Problem: How many lines in the listing below contain the string "toilet", matching case exactly? Count them and give only the number.

(Stored data entries)

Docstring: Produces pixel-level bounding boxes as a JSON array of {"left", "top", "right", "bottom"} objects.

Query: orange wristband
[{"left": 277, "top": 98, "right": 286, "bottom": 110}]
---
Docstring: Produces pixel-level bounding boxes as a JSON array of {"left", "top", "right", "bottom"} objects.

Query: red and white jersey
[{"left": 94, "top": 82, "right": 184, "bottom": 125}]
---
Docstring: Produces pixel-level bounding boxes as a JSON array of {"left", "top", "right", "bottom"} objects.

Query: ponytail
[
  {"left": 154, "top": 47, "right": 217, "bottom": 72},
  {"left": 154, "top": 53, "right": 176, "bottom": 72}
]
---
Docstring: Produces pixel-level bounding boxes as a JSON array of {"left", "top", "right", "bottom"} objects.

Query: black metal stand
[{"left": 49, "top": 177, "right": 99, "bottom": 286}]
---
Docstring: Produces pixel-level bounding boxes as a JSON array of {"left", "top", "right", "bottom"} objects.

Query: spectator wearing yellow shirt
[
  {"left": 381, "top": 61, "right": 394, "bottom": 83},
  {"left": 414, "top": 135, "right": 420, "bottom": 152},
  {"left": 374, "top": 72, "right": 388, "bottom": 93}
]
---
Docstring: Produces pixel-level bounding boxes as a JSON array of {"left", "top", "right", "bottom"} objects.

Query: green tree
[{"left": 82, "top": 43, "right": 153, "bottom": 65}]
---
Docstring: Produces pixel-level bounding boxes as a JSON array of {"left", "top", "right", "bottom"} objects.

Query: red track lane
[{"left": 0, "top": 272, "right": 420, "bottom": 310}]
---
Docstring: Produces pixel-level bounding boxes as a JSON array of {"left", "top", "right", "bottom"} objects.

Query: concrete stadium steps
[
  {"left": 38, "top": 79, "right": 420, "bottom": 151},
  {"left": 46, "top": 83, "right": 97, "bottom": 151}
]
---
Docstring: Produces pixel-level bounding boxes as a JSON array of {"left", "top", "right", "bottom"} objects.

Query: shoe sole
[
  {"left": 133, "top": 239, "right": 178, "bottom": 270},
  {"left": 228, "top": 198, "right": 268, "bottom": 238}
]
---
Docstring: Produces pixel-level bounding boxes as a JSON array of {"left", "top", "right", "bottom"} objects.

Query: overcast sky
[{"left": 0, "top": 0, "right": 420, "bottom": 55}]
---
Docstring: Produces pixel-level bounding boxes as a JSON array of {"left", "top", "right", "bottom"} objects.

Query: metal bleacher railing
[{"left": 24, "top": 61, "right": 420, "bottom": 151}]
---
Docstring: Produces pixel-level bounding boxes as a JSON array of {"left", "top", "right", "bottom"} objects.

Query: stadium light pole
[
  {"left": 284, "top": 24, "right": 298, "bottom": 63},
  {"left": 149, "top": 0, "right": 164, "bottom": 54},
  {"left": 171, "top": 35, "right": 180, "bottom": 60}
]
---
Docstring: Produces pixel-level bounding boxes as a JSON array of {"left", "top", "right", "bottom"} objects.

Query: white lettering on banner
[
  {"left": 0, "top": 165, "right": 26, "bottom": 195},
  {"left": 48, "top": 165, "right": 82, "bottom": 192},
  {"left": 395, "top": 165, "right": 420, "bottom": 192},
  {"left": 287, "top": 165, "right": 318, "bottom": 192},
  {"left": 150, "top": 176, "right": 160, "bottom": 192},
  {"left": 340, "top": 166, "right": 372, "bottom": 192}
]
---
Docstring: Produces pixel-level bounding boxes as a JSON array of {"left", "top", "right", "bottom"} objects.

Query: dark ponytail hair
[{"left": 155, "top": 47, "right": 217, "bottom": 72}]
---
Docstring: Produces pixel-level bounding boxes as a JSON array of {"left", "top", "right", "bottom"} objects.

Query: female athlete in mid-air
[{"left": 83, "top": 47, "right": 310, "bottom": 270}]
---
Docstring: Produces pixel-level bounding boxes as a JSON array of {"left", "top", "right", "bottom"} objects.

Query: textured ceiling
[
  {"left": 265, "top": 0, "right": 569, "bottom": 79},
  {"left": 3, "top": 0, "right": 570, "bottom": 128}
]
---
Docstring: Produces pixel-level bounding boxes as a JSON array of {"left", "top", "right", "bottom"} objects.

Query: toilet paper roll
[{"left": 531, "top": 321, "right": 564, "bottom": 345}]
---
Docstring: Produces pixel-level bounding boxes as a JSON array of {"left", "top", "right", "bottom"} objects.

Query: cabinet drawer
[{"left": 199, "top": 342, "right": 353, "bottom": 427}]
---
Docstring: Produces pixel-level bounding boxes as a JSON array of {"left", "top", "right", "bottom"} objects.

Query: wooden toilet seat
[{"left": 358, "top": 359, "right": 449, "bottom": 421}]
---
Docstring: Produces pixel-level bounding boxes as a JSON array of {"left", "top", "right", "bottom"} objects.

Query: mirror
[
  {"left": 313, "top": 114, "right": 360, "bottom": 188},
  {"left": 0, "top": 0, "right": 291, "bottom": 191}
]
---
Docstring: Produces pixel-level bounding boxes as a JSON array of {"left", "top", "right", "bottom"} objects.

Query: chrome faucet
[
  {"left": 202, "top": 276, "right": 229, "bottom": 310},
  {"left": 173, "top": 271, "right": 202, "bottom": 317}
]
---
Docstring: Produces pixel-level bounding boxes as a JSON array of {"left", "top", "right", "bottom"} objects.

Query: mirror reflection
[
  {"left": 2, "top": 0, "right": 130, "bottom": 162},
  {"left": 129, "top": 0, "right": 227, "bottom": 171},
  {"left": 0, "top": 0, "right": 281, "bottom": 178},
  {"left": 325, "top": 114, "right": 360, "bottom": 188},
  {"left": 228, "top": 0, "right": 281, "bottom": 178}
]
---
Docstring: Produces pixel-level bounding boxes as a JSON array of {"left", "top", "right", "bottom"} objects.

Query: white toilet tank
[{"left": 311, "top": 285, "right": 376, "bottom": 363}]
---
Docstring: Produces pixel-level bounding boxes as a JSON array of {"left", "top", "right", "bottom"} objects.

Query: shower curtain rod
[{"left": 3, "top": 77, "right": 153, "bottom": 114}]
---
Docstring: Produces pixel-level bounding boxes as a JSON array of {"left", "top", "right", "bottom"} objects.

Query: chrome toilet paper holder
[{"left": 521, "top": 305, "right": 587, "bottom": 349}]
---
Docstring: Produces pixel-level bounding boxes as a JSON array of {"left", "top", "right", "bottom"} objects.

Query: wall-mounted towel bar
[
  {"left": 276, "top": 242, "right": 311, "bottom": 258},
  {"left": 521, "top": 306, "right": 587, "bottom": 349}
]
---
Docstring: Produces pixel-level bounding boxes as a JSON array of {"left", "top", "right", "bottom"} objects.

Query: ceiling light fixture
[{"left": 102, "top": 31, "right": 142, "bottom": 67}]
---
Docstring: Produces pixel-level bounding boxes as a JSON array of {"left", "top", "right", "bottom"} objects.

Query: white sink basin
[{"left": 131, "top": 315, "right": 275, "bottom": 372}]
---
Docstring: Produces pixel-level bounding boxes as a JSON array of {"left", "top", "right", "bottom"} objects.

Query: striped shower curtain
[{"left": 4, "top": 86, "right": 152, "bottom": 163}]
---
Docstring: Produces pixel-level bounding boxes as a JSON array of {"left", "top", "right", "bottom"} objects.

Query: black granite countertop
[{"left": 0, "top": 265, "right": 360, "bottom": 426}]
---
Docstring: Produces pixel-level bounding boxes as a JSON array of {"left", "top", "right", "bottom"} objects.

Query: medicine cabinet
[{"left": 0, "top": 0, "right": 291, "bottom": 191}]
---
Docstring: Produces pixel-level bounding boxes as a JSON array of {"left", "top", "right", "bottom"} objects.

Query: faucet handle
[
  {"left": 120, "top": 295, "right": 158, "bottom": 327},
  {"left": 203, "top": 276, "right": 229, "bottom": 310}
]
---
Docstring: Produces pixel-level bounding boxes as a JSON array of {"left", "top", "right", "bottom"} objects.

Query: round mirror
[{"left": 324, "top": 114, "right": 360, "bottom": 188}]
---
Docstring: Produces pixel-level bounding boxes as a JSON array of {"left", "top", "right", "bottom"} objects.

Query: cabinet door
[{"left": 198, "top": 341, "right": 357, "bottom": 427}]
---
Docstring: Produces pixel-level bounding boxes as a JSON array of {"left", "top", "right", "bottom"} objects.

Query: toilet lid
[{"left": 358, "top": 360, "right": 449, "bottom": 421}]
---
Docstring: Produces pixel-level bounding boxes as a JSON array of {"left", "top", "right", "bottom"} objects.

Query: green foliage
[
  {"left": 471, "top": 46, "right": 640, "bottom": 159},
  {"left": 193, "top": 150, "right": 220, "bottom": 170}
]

Answer: 5